*Excerpt*.
MaverickRen / PixelLM

PixelLM is an effective and efficient LMM for pixel-level reasoning and understanding. PixelLM is accepted by CVPR 2024.
Apache License 2.0
177 stars 5 forks source link

About data generation pipeline #8

Open liuheng92 opened 8 months ago

liuheng92 commented 8 months ago

Hi, I am a little confused about the data generation pipeline. In your article, Fig 4 right panel, does all the caption generate by gpt-4v, for example, "Earphone: xxxxxx"? What are the inputs for gpt-4v?

MaverickRen commented 7 months ago

Yes, all question and answer pairs and object descriptions are generated by GPT. The specific prompts are given in appendix of the paper.

xushilin1 commented 5 months ago

Hi, @MaverickRen Can you provide some basic examples of how to use an API to generate datasets? The API needs input from both the system and the user; I don't know what information you send to the system and user. Thanks.

Norman-Ou commented 5 months ago

Hi, @MaverickRen

As you mentioned, is the description of each object in the image in the upper section of the right panel in Figure 4 generated by GPT4v? Or does the caption of each object come with the dataset?

I quote ur paper, 4.1 MUSE Dataset

RefCOCO guide ssegmentation with explicit target object names, e.g. "orange", lacking more complicated instructions, e.g. "the fruit high in Vitamin-C".

RefCOCO should contain only the class name information and not the description for each object. How do you generate the description information for each object?

Sincerely Norman

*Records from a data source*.
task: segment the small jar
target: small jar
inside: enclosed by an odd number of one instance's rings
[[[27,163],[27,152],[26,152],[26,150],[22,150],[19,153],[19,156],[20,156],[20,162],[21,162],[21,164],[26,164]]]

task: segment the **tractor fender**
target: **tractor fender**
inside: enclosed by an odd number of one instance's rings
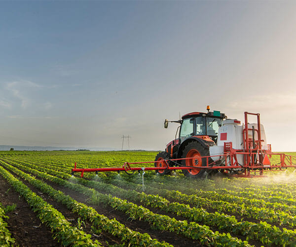
[[[193,142],[193,141],[197,141],[201,146],[205,148],[205,149],[209,149],[210,148],[210,146],[214,146],[215,145],[215,142],[214,141],[213,142],[210,142],[207,141],[201,138],[196,137],[195,136],[191,136],[190,137],[188,137],[186,139],[185,139],[183,142],[182,142],[178,150],[178,155],[177,158],[178,159],[181,158],[182,156],[182,153],[183,152],[183,150],[185,146],[189,142]]]

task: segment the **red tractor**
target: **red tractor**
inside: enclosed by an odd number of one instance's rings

*Action item A*. List the usernames of all commenters in the PixelLM thread, in the order of their first comment.
*Action item B*. Reproduce the passage of the PixelLM thread starting with "Open liuheng92 opened" and going on through "inputs for gpt-4v?".

*Expected output A*. liuheng92, MaverickRen, xushilin1, Norman-Ou

*Expected output B*.
Open liuheng92 opened 8 months ago

liuheng92 commented 8 months ago

Hi, I am a little confused about the data generation pipeline. In your article, Fig 4 right panel, does all the caption generate by gpt-4v, for example, "Earphone: xxxxxx"? What are the inputs for gpt-4v?